Phrase grounding data:

»»

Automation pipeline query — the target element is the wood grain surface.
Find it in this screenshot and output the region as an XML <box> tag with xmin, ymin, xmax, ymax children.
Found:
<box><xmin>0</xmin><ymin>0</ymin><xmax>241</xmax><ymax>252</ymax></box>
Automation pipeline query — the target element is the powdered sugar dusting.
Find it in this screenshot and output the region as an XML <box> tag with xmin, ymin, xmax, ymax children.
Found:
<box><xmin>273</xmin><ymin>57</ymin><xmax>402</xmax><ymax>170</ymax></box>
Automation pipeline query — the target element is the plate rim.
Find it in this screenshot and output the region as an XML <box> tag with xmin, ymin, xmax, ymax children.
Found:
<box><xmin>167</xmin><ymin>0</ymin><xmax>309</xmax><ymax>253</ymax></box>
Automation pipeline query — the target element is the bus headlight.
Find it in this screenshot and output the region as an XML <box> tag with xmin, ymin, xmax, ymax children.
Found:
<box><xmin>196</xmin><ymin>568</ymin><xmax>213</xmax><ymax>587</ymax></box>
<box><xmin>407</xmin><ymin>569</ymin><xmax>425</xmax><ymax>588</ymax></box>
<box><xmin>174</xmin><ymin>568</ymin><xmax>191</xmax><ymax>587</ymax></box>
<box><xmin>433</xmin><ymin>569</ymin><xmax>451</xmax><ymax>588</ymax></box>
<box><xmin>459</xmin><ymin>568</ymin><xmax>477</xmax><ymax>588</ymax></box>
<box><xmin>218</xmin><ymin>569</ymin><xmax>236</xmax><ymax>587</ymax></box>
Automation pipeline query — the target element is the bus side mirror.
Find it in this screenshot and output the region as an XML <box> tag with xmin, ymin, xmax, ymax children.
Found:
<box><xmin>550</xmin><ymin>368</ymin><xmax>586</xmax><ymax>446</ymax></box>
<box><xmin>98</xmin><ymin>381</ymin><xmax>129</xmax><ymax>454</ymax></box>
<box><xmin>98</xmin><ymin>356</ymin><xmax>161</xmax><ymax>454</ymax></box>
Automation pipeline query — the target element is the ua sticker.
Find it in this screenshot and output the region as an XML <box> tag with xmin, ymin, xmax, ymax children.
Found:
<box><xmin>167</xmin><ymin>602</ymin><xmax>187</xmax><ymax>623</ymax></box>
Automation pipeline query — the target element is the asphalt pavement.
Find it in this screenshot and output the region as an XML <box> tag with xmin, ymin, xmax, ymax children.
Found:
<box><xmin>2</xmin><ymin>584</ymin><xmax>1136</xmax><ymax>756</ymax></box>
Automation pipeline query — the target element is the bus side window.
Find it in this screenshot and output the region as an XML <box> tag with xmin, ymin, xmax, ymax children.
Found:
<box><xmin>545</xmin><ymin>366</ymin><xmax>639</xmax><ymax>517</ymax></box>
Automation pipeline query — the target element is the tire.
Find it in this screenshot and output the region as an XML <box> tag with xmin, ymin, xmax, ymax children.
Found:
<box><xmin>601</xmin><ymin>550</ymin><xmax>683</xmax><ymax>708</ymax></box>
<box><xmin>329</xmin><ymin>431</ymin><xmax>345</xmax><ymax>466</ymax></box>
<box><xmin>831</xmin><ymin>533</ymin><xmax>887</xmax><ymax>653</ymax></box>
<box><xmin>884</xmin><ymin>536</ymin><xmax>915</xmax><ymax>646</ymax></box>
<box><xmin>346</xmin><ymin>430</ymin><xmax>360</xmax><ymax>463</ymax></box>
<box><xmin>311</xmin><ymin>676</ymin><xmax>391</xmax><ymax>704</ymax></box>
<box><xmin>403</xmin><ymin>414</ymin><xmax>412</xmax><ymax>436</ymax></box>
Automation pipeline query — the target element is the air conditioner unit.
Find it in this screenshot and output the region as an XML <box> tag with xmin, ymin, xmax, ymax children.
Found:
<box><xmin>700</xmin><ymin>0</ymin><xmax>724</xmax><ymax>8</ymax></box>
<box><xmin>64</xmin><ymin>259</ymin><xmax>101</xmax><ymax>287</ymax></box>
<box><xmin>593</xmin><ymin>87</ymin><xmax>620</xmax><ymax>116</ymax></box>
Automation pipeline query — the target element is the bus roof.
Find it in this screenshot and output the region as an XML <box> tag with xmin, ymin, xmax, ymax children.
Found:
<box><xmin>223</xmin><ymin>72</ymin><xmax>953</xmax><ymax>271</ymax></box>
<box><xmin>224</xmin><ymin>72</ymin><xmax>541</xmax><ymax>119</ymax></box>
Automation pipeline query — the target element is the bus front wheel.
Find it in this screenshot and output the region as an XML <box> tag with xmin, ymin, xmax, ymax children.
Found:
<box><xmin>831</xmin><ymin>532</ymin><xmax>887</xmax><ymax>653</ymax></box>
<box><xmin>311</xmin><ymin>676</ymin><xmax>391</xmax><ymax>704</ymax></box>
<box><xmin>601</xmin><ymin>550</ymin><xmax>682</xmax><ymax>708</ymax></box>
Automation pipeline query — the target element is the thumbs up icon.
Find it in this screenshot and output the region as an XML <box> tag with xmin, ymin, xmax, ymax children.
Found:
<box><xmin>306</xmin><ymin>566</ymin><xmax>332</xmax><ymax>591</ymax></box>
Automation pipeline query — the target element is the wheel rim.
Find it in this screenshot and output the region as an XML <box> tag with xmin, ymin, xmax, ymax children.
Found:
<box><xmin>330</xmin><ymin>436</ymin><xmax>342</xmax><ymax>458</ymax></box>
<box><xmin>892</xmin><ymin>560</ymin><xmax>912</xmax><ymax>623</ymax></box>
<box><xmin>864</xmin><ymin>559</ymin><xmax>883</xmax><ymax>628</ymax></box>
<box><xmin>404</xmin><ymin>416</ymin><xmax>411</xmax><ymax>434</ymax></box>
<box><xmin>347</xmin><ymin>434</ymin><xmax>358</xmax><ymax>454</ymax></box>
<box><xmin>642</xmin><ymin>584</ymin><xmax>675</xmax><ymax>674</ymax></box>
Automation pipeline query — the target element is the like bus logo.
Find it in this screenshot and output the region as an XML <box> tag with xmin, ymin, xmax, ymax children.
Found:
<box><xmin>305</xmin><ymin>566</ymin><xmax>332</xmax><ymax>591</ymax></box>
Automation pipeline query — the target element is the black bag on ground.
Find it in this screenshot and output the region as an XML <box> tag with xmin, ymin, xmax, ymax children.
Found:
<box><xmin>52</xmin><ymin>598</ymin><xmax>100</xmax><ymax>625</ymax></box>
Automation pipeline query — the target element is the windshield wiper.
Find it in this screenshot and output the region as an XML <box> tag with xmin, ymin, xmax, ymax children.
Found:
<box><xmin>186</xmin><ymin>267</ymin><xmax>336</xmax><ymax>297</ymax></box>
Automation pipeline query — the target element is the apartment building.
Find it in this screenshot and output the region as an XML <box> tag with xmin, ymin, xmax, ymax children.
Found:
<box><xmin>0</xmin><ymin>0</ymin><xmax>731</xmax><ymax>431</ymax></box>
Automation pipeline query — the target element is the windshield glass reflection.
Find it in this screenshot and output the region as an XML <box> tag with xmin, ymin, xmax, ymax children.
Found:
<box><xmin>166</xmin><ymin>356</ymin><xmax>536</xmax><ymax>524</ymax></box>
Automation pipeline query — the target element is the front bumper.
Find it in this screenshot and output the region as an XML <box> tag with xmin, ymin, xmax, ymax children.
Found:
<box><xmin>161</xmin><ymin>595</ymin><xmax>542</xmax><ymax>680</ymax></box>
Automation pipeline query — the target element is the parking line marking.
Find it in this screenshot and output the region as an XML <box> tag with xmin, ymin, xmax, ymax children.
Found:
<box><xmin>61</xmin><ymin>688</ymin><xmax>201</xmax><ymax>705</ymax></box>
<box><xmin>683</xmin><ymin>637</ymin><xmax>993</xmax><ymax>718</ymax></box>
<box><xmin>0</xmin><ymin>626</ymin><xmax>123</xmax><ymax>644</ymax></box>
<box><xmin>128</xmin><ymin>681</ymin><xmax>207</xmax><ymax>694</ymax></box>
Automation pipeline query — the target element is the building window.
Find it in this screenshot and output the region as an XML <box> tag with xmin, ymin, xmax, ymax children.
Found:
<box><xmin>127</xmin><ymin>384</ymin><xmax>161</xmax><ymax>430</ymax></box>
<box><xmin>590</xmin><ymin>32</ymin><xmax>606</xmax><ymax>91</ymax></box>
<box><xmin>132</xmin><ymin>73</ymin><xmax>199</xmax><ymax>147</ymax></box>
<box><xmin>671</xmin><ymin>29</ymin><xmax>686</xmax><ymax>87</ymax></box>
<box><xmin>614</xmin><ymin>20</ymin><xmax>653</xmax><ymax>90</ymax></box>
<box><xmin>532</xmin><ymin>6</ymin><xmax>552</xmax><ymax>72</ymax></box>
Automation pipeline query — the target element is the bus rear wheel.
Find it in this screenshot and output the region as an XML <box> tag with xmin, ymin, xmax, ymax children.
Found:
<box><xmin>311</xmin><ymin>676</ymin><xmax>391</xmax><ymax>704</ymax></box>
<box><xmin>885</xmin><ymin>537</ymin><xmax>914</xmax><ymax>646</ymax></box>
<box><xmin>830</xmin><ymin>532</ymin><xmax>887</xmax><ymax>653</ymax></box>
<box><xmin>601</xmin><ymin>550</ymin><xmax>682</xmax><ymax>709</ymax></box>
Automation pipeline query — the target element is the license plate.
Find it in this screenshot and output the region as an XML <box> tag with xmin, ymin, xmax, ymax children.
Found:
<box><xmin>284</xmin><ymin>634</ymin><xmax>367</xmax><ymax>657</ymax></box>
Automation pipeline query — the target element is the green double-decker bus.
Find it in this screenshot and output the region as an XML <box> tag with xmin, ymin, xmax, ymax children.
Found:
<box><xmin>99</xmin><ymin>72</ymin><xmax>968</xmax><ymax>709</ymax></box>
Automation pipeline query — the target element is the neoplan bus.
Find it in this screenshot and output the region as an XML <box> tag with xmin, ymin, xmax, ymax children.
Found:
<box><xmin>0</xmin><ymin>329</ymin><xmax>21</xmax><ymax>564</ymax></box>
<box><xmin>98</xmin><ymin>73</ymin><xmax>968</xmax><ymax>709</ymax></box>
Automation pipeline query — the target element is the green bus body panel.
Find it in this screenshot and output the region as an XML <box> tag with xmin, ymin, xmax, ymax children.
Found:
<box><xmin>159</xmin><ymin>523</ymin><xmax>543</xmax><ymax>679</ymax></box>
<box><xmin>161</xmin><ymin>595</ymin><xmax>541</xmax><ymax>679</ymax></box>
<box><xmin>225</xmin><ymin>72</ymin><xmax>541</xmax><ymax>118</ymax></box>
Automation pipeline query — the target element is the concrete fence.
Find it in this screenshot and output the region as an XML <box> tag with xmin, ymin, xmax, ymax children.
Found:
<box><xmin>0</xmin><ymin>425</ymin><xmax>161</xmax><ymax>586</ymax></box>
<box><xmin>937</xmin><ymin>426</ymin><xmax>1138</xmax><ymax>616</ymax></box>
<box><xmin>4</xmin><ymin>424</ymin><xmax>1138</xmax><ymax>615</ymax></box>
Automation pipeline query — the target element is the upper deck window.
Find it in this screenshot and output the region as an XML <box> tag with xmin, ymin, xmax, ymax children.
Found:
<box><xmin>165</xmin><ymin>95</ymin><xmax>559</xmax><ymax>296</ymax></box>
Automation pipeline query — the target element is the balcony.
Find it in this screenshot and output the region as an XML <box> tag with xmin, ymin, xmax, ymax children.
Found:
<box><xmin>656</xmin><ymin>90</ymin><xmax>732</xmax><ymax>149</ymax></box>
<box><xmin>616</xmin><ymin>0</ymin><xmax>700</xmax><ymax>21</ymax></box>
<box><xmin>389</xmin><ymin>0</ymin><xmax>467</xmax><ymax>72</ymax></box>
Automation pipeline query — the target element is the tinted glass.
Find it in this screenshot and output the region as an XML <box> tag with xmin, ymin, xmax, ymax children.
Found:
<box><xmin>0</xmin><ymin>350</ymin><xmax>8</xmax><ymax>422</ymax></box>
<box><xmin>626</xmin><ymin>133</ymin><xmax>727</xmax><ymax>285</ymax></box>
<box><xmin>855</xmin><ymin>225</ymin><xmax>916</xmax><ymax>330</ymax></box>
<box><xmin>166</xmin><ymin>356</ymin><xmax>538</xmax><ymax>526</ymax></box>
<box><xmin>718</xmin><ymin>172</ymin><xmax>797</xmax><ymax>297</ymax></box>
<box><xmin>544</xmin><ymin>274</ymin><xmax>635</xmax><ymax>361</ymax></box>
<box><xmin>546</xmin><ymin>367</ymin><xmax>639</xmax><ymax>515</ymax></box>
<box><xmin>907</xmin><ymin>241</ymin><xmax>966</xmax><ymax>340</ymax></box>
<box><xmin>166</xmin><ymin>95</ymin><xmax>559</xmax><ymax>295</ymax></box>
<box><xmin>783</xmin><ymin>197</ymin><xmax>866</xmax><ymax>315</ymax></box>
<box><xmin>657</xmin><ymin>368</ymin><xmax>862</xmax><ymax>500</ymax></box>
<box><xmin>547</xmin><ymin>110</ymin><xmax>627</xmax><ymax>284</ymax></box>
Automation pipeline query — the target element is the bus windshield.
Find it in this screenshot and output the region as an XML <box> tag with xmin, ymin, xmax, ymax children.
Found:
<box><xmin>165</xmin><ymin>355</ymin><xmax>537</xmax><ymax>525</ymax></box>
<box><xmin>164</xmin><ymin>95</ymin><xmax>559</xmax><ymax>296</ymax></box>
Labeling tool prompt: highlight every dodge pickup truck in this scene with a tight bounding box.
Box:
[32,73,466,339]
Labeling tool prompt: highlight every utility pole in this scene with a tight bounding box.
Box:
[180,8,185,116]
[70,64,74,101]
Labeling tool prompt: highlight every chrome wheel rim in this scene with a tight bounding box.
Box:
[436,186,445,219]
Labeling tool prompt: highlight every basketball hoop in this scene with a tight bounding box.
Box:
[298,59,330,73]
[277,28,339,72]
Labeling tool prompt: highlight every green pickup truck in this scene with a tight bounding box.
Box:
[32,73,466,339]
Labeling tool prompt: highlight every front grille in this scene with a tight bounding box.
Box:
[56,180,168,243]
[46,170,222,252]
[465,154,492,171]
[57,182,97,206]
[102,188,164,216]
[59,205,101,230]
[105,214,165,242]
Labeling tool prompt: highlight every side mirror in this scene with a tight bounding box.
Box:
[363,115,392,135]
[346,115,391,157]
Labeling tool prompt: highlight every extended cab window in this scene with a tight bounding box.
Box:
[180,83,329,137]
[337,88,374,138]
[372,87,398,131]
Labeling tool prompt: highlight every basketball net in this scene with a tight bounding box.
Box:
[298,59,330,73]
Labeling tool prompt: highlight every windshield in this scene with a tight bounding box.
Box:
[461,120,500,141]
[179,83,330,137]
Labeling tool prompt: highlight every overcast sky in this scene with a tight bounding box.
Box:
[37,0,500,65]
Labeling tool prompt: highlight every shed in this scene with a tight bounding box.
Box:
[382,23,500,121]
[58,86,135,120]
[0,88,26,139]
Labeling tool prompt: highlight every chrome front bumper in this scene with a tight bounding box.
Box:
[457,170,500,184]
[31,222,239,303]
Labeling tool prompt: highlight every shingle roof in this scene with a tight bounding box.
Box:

««

• _WORK REQUIRED_: Find the word "mirror" in the entries and show each line where it is found.

• _RESPONSE BOX_:
Automation pipeline query — the target element is the bus side mirror.
Labeling tool prompt: highlight every side mirror in this scene with a tight bounding box.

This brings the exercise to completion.